You’re welcome. I know.

I trust you, and I remind you of the same…

Be patient. You never know what’s around the bend!

Love,
Princess

The Beauty of Before

It’s been over a year since I walked away from my favorite place on earth for the last time.

I still can’t look at photos of this place so dear for longer than a few seconds because it is so overwhelmingly sad to know that its part in my life is now only accessible through photos and memories. It is in the past, and that will not change.

Last night as I was arranging the last [but most significant] room in my new apartment, I picked up the 25-year-old real estate slip for the property I miss so very much. The tears came easily; and after putting it in a temporary place of display, I had to leave the room for a while instead of shoving it in a box or drawer, determined to keep it in view.

Maybe embracing beauty means taking these small steps of acceptance. Maybe it means giving it as much time as is needed. Maybe it means taking bigger steps and letting all be unearthed at once and grieved in truth and acknowledging of reality. I don’t know.

I do know that regardless of circumstances, I am and forever will be beyond grateful to have called this special place home for nearly 25 years of my life. It is a beauty all its own, and I am blessed to have shared in its wondrous glory.

Beauty in Rebuilding

Sometimes we get exiled from our “homes”… from our comfort zones, from the known, from our own lives, our own selves… This is a very difficult thing that is painful, even traumatic. 
Thankfully, oftentimes we are eventually freed from this exile and have the opportunity to return “home” (or whatever is closest to that). 

This does not mean everything is rosy right away. 

There is brokenness and destruction from the past that needs healing and rebuilding and restoration to work through in the present and future. 

This takes effort. It also takes time. Oftentimes quite a bit of time. That can be frustrating. Don’t be discouraged, though. It is always worth it. Always. Never give up on that process. It may be the most important thing you ever do. 

It is a major blessing to have someone or someones to come alongside you in this process. Don’t take them for granted. Don’t be too proud or too afraid to accept their gift. This is part of the process. Trust those you have good reason to trust. Growth always requires some risk. You probably know who is a good risk and who isn’t. Trust your instincts and then trust others. They may let you down, yes; but you gain something valuable just by choosing to trust them, to let them in on your rebuilding process. Most likely, they will only help you to trust more; they will come through for you, and that can be powerful healing in and of itself. 

Trust. 

Persevere. 

It’s worth it. 

You have so much to gain. 

Rebuilding is very rewarding. 

You can do this. I believe in you. 

Please believe in yourself. You are worth it. 

And if you have been here, if you’re enjoying a rebuilt life… be that person to come alongside others and help them rebuild. Be present for them; listen. Be a ray of hope and encouragement. Help where you can, carefully and humbly. This will serve both of you well, better than you can imagine.

[Entries provided]
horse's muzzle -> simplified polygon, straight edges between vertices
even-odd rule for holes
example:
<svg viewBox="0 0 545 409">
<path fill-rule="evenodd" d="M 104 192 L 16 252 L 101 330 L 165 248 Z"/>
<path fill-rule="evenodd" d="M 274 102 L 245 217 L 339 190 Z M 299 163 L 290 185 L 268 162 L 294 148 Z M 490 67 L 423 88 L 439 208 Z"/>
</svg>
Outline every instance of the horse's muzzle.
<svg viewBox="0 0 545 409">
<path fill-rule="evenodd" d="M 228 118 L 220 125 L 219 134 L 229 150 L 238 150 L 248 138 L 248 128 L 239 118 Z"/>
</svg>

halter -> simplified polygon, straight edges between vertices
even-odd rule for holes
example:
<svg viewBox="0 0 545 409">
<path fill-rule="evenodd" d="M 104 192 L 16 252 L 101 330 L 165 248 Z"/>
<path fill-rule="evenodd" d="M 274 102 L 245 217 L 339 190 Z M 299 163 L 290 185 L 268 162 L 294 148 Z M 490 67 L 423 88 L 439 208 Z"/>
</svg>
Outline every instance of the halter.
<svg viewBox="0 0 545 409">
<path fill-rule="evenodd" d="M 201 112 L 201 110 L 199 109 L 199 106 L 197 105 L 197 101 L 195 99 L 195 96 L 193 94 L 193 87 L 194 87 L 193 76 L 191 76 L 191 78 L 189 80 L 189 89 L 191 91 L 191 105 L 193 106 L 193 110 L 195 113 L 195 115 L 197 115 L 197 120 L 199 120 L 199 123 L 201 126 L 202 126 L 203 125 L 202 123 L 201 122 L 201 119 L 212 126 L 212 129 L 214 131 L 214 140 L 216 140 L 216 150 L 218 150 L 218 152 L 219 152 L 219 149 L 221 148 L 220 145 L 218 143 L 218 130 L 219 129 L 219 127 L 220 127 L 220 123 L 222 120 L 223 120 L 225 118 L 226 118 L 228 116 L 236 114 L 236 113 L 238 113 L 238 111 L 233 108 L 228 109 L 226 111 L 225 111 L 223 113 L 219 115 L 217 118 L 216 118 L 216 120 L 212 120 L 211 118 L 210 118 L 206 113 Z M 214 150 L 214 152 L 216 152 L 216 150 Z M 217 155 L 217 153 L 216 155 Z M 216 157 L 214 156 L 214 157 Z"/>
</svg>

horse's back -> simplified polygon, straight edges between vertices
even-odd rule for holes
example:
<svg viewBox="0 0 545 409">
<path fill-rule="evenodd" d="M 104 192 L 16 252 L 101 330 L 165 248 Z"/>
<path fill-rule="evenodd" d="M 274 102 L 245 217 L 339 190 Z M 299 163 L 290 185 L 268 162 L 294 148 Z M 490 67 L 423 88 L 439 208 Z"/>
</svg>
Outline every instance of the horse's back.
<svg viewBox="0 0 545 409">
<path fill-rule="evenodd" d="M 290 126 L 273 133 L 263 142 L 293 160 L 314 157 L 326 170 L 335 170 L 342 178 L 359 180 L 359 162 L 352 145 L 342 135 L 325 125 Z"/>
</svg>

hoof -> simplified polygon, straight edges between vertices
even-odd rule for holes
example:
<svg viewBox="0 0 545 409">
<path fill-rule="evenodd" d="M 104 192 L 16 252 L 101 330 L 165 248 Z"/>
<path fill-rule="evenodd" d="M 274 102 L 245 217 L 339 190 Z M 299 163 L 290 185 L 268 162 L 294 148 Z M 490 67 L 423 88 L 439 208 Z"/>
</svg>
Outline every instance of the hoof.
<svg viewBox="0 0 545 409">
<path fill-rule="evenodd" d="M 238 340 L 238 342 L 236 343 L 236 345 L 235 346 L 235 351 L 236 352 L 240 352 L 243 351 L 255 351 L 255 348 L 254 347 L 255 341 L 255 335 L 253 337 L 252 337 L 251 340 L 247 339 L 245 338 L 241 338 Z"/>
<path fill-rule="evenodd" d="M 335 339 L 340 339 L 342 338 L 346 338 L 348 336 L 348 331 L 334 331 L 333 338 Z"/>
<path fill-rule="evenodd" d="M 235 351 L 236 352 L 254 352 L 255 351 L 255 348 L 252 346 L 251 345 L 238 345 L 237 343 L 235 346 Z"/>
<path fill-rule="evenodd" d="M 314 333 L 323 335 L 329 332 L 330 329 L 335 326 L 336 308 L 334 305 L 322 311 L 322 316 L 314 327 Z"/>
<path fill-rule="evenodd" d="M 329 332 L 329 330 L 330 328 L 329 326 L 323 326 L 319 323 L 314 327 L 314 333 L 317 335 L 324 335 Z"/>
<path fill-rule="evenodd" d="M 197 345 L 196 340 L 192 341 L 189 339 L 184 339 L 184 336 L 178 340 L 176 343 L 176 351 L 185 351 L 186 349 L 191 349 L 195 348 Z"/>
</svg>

[Tasks to complete]
1/ In the blog excerpt, what did the writer pick up while arranging the last room in the new apartment?
2/ List everything the blog excerpt names as something we can be exiled from.
3/ Reproduce the passage of the blog excerpt that begins at the words "Maybe embracing beauty" and stops after "closest to that).".

[Exercise responses]
1/ The 25-year-old real estate slip for the property the writer misses so much.

2/ Our "homes"; our comfort zones; the known; our own lives; our own selves

3/
Maybe embracing beauty means taking these small steps of acceptance. Maybe it means giving it as much time as is needed. Maybe it means taking bigger steps and letting all be unearthed at once and grieved in truth and acknowledging of reality. I don’t know.

I do know that regardless of circumstances, I am and forever will be beyond grateful to have called this special place home for nearly 25 years of my life. It is a beauty all its own, and I am blessed to have shared in its wondrous glory.

Beauty in Rebuilding

Sometimes we get exiled from our “homes”… from our comfort zones, from the known, from our own lives, our own selves… This is a very difficult thing that is painful, even traumatic. 
Thankfully, oftentimes we are eventually freed from this exile and have the opportunity to return “home” (or whatever is closest to that).